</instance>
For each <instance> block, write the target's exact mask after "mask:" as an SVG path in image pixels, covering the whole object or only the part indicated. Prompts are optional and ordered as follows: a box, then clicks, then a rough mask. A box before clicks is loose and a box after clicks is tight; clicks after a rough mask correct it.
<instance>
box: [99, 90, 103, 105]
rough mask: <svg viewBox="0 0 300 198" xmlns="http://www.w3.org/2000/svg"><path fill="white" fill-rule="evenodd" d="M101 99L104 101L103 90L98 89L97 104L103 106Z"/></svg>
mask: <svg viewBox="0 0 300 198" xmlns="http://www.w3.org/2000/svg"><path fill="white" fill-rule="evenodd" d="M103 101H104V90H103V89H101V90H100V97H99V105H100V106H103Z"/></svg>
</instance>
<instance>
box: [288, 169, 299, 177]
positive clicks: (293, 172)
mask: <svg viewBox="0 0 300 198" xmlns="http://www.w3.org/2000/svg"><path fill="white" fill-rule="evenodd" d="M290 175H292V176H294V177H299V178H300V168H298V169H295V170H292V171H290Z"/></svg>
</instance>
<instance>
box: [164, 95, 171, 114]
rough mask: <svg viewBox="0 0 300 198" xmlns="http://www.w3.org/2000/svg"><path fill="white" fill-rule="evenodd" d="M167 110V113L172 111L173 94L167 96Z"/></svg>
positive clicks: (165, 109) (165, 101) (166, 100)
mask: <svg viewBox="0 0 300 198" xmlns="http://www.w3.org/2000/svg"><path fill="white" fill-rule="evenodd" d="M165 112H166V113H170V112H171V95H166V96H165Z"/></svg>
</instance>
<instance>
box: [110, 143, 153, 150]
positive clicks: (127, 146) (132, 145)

[Required work]:
Print all of the records above again verbatim, line for line, with nothing left out or changed.

[Response]:
</instance>
For each <instance> block, write the target's exact mask after "mask:" as an SVG path in image pixels, covering the whole object or only the part indicated. Prompts are optional and ordered as follows: a box, then clicks, then a rough mask. A box before clicks is loose and a box after clicks is tight; clicks after a rough mask correct it.
<instance>
box: [99, 90, 103, 105]
rough mask: <svg viewBox="0 0 300 198" xmlns="http://www.w3.org/2000/svg"><path fill="white" fill-rule="evenodd" d="M101 99L104 101L103 90L98 89L97 104L103 106Z"/></svg>
mask: <svg viewBox="0 0 300 198" xmlns="http://www.w3.org/2000/svg"><path fill="white" fill-rule="evenodd" d="M103 101H104V90H103V89H101V90H100V97H99V105H100V106H103Z"/></svg>
</instance>
<instance>
box: [288, 169, 299, 177]
positive clicks: (293, 172)
mask: <svg viewBox="0 0 300 198" xmlns="http://www.w3.org/2000/svg"><path fill="white" fill-rule="evenodd" d="M290 175H292V176H294V177H299V178H300V168H298V169H295V170H292V171H290Z"/></svg>
</instance>
<instance>
box: [164, 95, 171, 114]
rough mask: <svg viewBox="0 0 300 198" xmlns="http://www.w3.org/2000/svg"><path fill="white" fill-rule="evenodd" d="M167 110V113L172 111L173 94L167 96Z"/></svg>
positive clicks: (165, 109) (165, 101) (166, 100)
mask: <svg viewBox="0 0 300 198" xmlns="http://www.w3.org/2000/svg"><path fill="white" fill-rule="evenodd" d="M165 112H166V113H170V112H171V95H166V96H165Z"/></svg>
</instance>
<instance>
box: [110, 143, 153, 150]
positive clicks: (127, 146) (132, 145)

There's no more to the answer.